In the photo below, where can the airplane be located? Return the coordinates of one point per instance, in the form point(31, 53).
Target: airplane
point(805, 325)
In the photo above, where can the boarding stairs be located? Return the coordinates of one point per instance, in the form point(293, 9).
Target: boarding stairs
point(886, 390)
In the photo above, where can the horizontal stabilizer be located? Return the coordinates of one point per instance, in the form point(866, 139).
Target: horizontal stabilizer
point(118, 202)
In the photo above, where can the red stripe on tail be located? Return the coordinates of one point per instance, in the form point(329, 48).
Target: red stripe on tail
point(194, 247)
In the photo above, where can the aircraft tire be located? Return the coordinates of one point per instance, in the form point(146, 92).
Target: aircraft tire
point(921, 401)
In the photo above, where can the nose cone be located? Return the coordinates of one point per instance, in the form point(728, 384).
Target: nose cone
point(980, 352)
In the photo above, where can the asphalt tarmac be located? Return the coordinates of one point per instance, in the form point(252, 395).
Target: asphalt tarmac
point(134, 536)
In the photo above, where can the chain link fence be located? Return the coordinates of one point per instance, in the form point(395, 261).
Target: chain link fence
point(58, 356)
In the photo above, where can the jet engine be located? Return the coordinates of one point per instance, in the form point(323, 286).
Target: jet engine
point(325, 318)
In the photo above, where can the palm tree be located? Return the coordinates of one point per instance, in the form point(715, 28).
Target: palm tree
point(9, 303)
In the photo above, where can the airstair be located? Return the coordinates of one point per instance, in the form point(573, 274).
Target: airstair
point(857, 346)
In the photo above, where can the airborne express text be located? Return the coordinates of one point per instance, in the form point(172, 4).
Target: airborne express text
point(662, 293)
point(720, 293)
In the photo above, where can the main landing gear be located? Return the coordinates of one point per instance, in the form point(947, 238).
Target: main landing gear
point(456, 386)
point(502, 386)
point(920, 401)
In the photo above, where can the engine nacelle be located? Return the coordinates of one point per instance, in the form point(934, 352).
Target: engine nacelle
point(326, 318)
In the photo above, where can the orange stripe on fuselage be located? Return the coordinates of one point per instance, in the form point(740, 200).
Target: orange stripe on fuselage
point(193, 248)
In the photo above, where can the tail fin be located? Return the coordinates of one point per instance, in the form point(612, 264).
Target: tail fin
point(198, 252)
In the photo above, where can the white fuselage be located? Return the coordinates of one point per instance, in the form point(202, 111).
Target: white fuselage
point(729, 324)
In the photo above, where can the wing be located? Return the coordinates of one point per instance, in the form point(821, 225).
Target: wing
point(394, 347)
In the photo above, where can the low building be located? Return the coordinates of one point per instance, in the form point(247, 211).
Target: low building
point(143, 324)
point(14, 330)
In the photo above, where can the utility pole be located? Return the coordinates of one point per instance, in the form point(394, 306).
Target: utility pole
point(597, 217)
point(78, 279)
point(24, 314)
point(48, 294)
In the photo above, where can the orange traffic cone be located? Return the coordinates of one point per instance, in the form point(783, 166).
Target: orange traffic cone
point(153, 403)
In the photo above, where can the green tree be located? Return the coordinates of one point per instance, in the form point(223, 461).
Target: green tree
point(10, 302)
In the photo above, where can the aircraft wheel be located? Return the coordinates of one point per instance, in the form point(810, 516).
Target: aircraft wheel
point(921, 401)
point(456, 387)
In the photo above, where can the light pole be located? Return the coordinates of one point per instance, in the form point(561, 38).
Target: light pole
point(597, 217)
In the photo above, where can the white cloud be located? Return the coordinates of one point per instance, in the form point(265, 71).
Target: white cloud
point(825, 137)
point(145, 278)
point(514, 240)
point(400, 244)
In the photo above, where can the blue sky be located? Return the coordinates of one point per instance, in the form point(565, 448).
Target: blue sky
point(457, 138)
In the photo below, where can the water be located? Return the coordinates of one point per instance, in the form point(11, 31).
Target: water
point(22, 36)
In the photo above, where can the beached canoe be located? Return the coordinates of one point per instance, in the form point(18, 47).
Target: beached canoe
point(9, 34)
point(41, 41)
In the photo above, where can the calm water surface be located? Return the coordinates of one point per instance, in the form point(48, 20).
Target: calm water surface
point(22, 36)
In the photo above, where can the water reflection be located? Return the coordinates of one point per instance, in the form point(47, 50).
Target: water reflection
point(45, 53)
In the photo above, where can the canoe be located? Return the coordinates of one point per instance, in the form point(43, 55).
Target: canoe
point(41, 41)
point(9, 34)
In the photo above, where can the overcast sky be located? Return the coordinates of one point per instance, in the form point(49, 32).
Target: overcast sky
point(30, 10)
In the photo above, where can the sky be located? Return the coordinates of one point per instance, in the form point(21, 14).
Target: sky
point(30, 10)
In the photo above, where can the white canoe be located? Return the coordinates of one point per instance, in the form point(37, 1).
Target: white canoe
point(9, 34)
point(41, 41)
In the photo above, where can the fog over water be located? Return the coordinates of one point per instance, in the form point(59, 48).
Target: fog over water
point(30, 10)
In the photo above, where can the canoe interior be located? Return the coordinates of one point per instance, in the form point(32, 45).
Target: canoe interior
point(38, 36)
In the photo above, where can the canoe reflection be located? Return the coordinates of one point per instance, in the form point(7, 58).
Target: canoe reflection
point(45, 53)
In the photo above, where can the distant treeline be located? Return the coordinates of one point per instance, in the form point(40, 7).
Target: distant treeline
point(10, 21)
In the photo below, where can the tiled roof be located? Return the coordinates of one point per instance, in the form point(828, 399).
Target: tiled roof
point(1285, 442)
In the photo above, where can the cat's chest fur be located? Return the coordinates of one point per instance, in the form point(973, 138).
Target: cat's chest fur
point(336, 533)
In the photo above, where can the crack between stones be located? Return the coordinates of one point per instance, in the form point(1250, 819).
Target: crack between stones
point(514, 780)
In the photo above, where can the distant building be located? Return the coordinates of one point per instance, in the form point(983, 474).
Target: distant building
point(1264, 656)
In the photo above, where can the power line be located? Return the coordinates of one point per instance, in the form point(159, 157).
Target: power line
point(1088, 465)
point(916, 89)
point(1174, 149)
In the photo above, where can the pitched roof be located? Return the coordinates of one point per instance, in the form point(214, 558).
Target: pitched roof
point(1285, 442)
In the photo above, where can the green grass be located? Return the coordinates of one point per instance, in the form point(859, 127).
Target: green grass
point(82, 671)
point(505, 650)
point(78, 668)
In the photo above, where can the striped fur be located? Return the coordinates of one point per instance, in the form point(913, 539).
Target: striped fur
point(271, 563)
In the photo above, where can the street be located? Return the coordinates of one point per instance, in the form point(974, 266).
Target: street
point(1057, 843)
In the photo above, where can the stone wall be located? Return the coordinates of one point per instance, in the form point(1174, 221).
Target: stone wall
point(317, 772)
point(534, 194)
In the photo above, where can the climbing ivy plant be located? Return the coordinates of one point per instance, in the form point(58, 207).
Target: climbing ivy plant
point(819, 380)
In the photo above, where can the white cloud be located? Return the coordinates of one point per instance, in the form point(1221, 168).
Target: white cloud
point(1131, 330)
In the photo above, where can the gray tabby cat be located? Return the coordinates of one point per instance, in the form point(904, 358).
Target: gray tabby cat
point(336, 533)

# TASK DESCRIPTION
Change every "Target" in the material above to "Label", and copy everything else as it stands.

# SOLUTION BELOW
In the photo below, where can the airplane be located? Return the coordinates of one point per instance, in the form point(31, 53).
Label: airplane
point(805, 325)
In the photo above, where can the boarding stairs be located? Return the coordinates of one point per instance, in the form point(293, 9).
Label: boarding stairs
point(886, 390)
In the photo above, where can the horizontal stabilizer be located? Return the coordinates of one point per instance, in the form point(866, 139).
Label: horizontal stabilizer
point(118, 202)
In the photo above, where can the red stripe on tail be located? Return the coordinates of one point per instance, in the form point(329, 48).
Label: red stripe on tail
point(194, 247)
In the photo above, where can the aircraft tire be located? Return the coordinates of one point per instance, in the form point(146, 92).
Label: aircraft tire
point(921, 401)
In the photo above, where can the nose cone be located? Return the coordinates of one point per instance, in the form point(728, 384).
Label: nose cone
point(980, 352)
In the photo above, where can the asphalt tarmac be located? Return the coordinates of one point per instance, in the form point(252, 395).
Label: asphalt tarmac
point(134, 536)
In the photo above, where can the chain link fence be located? Return the coordinates of one point per instance, in the form point(395, 261).
Label: chain link fence
point(58, 356)
In the photo above, where can the jet engine be located? Return the coordinates of one point per instance, in the form point(323, 286).
Label: jet engine
point(325, 318)
In the photo above, where can the palm tree be located? Return the coordinates of one point per instance, in the form point(715, 28).
Label: palm tree
point(9, 303)
In the photo above, where can the airstair be located? Return the coordinates of one point per instance, in the form point(573, 274).
Label: airstair
point(857, 346)
In the photo above, where can the airborne express text be located? Return the coordinates of one point per instance, in the form point(172, 4).
Label: airborne express text
point(662, 293)
point(720, 293)
In the photo above, where can the main landing gear be located? Return the coordinates of one point per instance, in the form point(947, 238).
Label: main landing gear
point(456, 386)
point(502, 386)
point(920, 401)
In the photo above, where can the engine nacelle be located? Return the coordinates of one point per instance, in the form point(934, 352).
Label: engine nacelle
point(326, 318)
In the photo above, where can the orange stripe on fuselage be located? Return the coordinates of one point per instance, in the form point(740, 200).
Label: orange stripe on fuselage
point(193, 248)
In the photo above, where can the tail fin be located? Return the coordinates of one point per instance, in the form point(612, 264).
Label: tail fin
point(198, 252)
In the photo above, where can the white fuselage be located? Return the coordinates of one point per instance, in the form point(202, 111).
Label: white fuselage
point(729, 324)
In the photo above, where can the wing be located? Return the coordinates of one point per instance, in the form point(821, 225).
Label: wing
point(394, 347)
In the photo above, where can the low building be located? Return the coordinates of one point per instance, in the form point(247, 211).
Label: low building
point(143, 324)
point(14, 330)
In the photo above, where can the utility pole be located? Return the coordinates of one point per instance, in the form point(394, 306).
Label: utility pole
point(597, 217)
point(78, 279)
point(24, 314)
point(48, 294)
In the photo above, where can the orange traffic cone be located? Return the coordinates of one point per instance, in the form point(783, 166).
Label: orange traffic cone
point(153, 403)
In the photo above, where can the green tree be located? Return the coordinates of one point per instance, in the form point(223, 461).
Label: green tree
point(10, 302)
In the photo above, where can the aircraft wheel be located? Return the coordinates of one point per instance, in the form point(810, 516).
Label: aircraft wheel
point(921, 401)
point(456, 387)
In the photo above, where can the light pole be located? Return the coordinates of one point per instance, in the form point(561, 38).
Label: light pole
point(597, 217)
In the photo above, where can the white cloud be located? Return the coordinates of one point per instance, in the form point(265, 71).
Label: white cloud
point(825, 137)
point(145, 278)
point(514, 240)
point(400, 244)
In the photo above, where can the blue sky be located? Return the coordinates of one point per instance, in the form point(565, 448).
Label: blue sky
point(457, 138)
In the photo below, where can the water be located? Return the coordinates of one point per instance, in the form point(11, 31).
Label: water
point(22, 36)
In the photo above, where can the beached canoe be located? Return the coordinates of one point per instance, in the form point(18, 47).
Label: beached canoe
point(9, 34)
point(41, 41)
In the photo above, where can the calm water surface be located? Return the coordinates of one point per instance, in the form point(48, 20).
Label: calm water surface
point(22, 36)
In the photo above, where can the water reflection be located? Return the coordinates of one point per instance, in the form point(47, 50).
Label: water reflection
point(45, 53)
In the photo above, where can the canoe be located? Return the coordinates of one point per instance, in the form point(43, 55).
Label: canoe
point(41, 41)
point(9, 34)
In the photo above, where can the overcast sky be located? Return the coordinates of one point per instance, in the form point(49, 32).
Label: overcast sky
point(30, 10)
In the photo above, where can the sky be located? Return the coordinates of one point per instance, in the form point(21, 14).
Label: sky
point(30, 10)
In the photo above, where can the white canoe be located? Return the coordinates of one point per instance, in the form point(37, 1).
Label: white canoe
point(9, 34)
point(41, 41)
In the photo above, where can the fog over water be located? Return the coordinates of one point per instance, in the form point(59, 48).
Label: fog over water
point(30, 10)
In the photo above, where can the canoe interior be located? Return the coordinates of one point per instance, in the form point(32, 45).
Label: canoe interior
point(38, 36)
In the photo above, where can the canoe reflection be located? Return the coordinates of one point per instance, in the form point(7, 58).
Label: canoe reflection
point(45, 53)
In the photo above, where can the distant treeline be located? Return the coordinates of one point per instance, in the form point(40, 7).
Label: distant treeline
point(10, 21)
In the photo below, where can the tiled roof be located? Return the coordinates of one point per instance, in the form point(828, 399).
Label: tiled roof
point(1285, 442)
In the photo above, where can the cat's chest fur be located? Return the coordinates of one point per instance, in the form point(973, 138).
Label: cat's chest fur
point(336, 533)
In the photo above, where can the crack between stones be located? Return the coordinates of one point per instance, in the form point(1250, 819).
Label: crack between stones
point(514, 780)
In the photo above, where can the distant building be located? Return the coordinates of one point per instance, in the form point(983, 474).
Label: distant building
point(1264, 656)
In the photo above, where can the power line be located? Return the coordinates of one point per instance, in the form point(159, 157).
Label: power line
point(1088, 465)
point(916, 89)
point(1174, 149)
In the photo above, where can the pitched roof be located? Return the coordinates of one point per instance, in the form point(214, 558).
Label: pitched roof
point(1285, 442)
In the photo above, where can the green grass be located? Return the coordinates of one point per instance, in the form point(859, 127).
Label: green grass
point(82, 671)
point(505, 650)
point(78, 668)
In the photo above, where can the striped fur be located? Return the coordinates of one point per instance, in the form point(913, 539).
Label: striped fur
point(271, 563)
In the photo above, where can the street be located? Return the coordinates of one point per instance, in the form point(974, 266).
Label: street
point(1057, 843)
In the photo above, where can the stone wall be located? Return the coordinates of one point per instance, in the form point(1174, 221).
Label: stone wall
point(317, 772)
point(534, 194)
In the photo above, where can the climbing ivy plant be located? Return the coordinates of one point per instance, in the form point(58, 207).
Label: climbing ivy plant
point(819, 380)
In the photo above, where can the white cloud be located? Return the coordinates of one point per instance, in the form point(1221, 168).
Label: white cloud
point(1131, 330)
In the photo above, where can the gray tabby cat be located? Return the coordinates of one point per instance, in the form point(904, 358).
Label: gray tabby cat
point(336, 533)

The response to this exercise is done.